### Reading passage
= = = = =

CITATION: Elbasiouni v. Brampton (City), 2019 ONSC 3524
DIVISIONAL COURT FILE NO. DC-17-70
DATE: 2019-06-06
CORRECTED DATE: 2019-07-23
ONTARIO
SUPERIOR COURT OF JUSTICE
DIVISIONAL COURT
R.D. Gordon, Backhouse and S.T. Bale JJ.
BETWEEN:
Ahmed Elbasiouni
Appellant
(Appellant in appeal)
- and -
The Chief Building Official (CBO) The Corporation of the City of Brampton
Respondent
(Respondent in appeal)
Self-Represented
Charles Painter, for the respondent
HEARD: April 11, 2019 at Brampton
CORRECTED REASONS FOR DECISION
Corrected Decision: Heard date is amended to April 11, 2019 on first and back pages.
On appeal from the orders of Justice Kofi N. Barnes of the Superior Court of Justice, dated October 2, 2015, with reasons reported at 2015 ONSC 6149, April 3, 2017, with reasons reported at 2017 ONSC 1556, and April 3, 2017, with reasons reported at 2017 ONSC 2088.
S.T. Bale J.
[1] The appellant appealed the respondent’s decision to revoke a building permit which the respondent said had been issued in error. Barnes J. dismissed the appeal. Following the dismissal, the appellant made a number of motions which resulted in the three orders under appeal to this court.
[2] The first of the orders dismissed a motion made by the appellant under rule 59.06(2)(a) for an order setting aside the order dismissing his building permit appeal.
[3] The second order dismissed a second motion made by the appellant for an order setting aside the order dismissing the appeal – this time based on a ground of appeal not raised on the hearing of the appeal.
[4] The third was an order for the costs of the appeal, and the two motions.
The background facts
[5] The appellant applied for a building permit for construction of a duplex. The permit was granted but subsequently revoked. The chief building official revoked the permit because he had been mistaken with respect to the applicable zoning when he issued the permit, and the actual zoning of the property did not permit duplexes.
[6] The appellant appealed the permit revocation pursuant to s. 25 of the Building Code Act. The appeal was dismissed by Barnes J., with reasons reported at 2013 ONSC 5261. At the same time, Barnes J. found that the previous use of the property for a multifamily dwelling was a legal nonconforming use. The appellant had demolished that dwelling in order to build the duplex.
[7] The appellant then appealed the dismissal of his permit appeal to this court. That appeal was dismissed with reasons reported at 2015 ONSC 1801.

= = = = =

### Supplied information
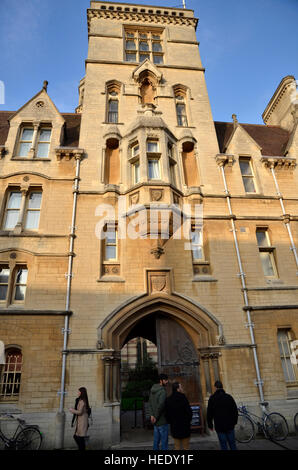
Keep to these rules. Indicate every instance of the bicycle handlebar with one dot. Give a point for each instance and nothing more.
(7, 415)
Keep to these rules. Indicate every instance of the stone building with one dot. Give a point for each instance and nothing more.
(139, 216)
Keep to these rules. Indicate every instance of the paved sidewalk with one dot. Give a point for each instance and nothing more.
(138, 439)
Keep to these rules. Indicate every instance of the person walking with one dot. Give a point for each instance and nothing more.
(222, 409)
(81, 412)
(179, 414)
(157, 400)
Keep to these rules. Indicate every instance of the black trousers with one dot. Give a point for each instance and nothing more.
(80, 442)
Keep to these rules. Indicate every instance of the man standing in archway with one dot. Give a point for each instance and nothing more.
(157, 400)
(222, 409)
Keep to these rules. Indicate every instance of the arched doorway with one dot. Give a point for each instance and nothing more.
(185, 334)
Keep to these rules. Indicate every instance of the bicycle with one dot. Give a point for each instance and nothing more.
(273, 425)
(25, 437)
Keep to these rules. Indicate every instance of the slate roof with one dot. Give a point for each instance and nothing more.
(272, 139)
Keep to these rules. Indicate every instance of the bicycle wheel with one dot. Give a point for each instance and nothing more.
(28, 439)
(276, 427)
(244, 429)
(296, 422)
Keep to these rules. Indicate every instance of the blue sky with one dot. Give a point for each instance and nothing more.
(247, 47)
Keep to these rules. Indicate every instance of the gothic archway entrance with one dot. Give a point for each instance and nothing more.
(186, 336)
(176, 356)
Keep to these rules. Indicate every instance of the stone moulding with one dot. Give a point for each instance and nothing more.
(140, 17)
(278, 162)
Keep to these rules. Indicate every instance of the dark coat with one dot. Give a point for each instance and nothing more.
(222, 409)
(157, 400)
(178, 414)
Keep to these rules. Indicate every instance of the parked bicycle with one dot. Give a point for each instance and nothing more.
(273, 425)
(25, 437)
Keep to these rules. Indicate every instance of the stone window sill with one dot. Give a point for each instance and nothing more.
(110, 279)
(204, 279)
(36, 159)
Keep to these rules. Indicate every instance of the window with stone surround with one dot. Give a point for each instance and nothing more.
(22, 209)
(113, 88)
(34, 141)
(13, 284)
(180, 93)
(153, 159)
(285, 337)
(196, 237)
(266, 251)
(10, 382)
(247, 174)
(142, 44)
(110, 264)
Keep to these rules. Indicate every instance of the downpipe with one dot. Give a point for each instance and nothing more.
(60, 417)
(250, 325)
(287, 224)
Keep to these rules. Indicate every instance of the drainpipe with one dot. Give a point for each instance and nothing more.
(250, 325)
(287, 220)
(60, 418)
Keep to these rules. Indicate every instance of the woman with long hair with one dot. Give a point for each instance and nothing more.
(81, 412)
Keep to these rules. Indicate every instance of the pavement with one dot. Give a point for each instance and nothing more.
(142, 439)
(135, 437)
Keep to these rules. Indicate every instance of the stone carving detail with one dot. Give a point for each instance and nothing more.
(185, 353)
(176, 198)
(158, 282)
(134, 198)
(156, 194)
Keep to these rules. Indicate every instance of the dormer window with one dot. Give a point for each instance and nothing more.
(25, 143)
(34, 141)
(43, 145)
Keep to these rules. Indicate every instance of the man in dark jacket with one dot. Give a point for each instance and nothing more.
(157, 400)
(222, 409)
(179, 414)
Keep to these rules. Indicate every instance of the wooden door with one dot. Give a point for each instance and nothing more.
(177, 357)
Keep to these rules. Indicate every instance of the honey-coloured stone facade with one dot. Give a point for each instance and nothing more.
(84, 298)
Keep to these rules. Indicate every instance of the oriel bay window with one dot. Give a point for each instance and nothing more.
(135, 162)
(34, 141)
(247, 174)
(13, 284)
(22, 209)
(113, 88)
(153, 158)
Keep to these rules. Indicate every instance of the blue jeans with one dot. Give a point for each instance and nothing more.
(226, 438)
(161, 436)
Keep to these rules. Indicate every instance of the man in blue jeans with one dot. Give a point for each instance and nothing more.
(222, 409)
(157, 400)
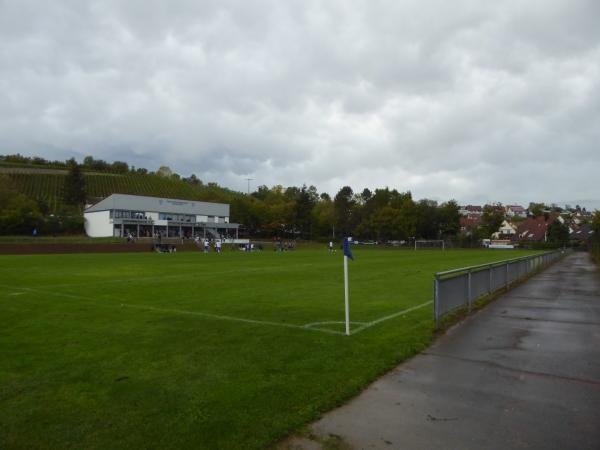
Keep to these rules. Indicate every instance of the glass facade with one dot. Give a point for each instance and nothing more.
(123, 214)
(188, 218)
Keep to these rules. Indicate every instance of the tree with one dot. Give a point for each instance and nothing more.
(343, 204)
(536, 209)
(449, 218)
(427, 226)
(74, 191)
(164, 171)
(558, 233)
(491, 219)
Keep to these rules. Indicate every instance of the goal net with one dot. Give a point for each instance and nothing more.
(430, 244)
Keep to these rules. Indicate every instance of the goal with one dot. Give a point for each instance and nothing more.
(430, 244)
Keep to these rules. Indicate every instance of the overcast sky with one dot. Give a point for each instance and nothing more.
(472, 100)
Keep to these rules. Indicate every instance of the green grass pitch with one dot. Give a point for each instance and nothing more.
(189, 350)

= = = = =

Continue the Elbasiouni v. Brampton appeal decision from its last paragraph, resuming the background facts with paragraph [8].

### Response below
[8] Following the dismissal of his appeal to this court, the appellant moved under rule 59.06(2)(a) for an order setting aside the order of Barnes J. dismissing his appeal from the decision of the chief building official, based upon a zoning map which purported to be a schedule to the City of Brampton comprehensive zoning by-law, and which indicated that duplexes were an allowable use on his property. Barnes J. found that the document was not a genuine schedule to the zoning bylaw, and dismissed the motion, with reasons reported at 2015 ONSC 6149. The appellant’s appeal from that dismissal is the first of the three appeals which are the subject of these reasons.
[9] Following the dismissal of his rule 59.06(2)(a) motion, the appellant again moved for an order setting aside the order of Barnes J. dismissing his appeal from the decision of the chief building official. On that second motion, he raised a new ground of appeal – that because the previous use of the property for a multifamily dwelling was a legal nonconforming use, the provisions of the comprehensive zoning by-law relating to duplexes were applicable to his property. Barnes J. dismissed the motion both on the ground that the issue of his entitlement to a building permit was res judicata, and on the merits, with reasons reported at 2015 ONSC 6149. The appellant’s appeal from that dismissal is the second of the appeals which are the subject of these reasons.
[10] Following the dismissal of the appellant’s second motion to set aside the order dismissing his appeal from the decision of the chief building official, Barnes J. awarded the costs of the appeal and the two motions to the respondent, with reasons reported at 2017 ONSC 2088. The appellant’s appeal from the costs order is the third of the appeals which are the subject of these reasons.
The standard of review
[11] The appellate standard of review from lower court decisions is set out in Housen v. Nikolaisen, 2002 SCC 33, [2002] 2 S.C.R. 235, at paras. 8, 10 and 36. On questions of law, the standard is correctness. On questions of fact, the standard is palpable and overriding error. On questions of mixed fact and law, the standard varies. Where there is an extricable legal principle, the standard of review is correctness. Where the application of the correct legal principles to the evidence is in issue, the standard of review is palpable and overriding error.
[12] Palpable and overriding error as a standard of review means clearly wrong, unreasonable, or unsupported by the evidence: L.(H.) v. Canada (Attorney General), 2005 SCC 25, [2005] 1 S.C.R. 401, at paras. 55f.
Analysis
Appeal from order dismissing motion under rule 59.06(2)(a)
[13] On the hearing of the appellant’s motion under rule 59.06(2)(a), the respondent agreed that if the motion judge found the zoning map put forward by the appellant to be a genuine schedule to the city’s comprehensive zoning by-law, the appellant would be entitled to the reinstatement of his building permit. Accordingly, the only issue for the motion judge to decide was whether the document was genuine.
[14] On this appeal, the appellant argued that the motion judge erred in finding that the zoning map was not genuine, and that he ought to have ordered the trial of an issue with respect to the document’s authenticity. I disagree, for the following reasons.
[15] First, the question of whether the document was authentic is a question of fact. The standard of review on a question of fact is palpable and overriding error. The appellant has not shown the order to have been clearly wrong, unreasonable, or unsupported by the evidence.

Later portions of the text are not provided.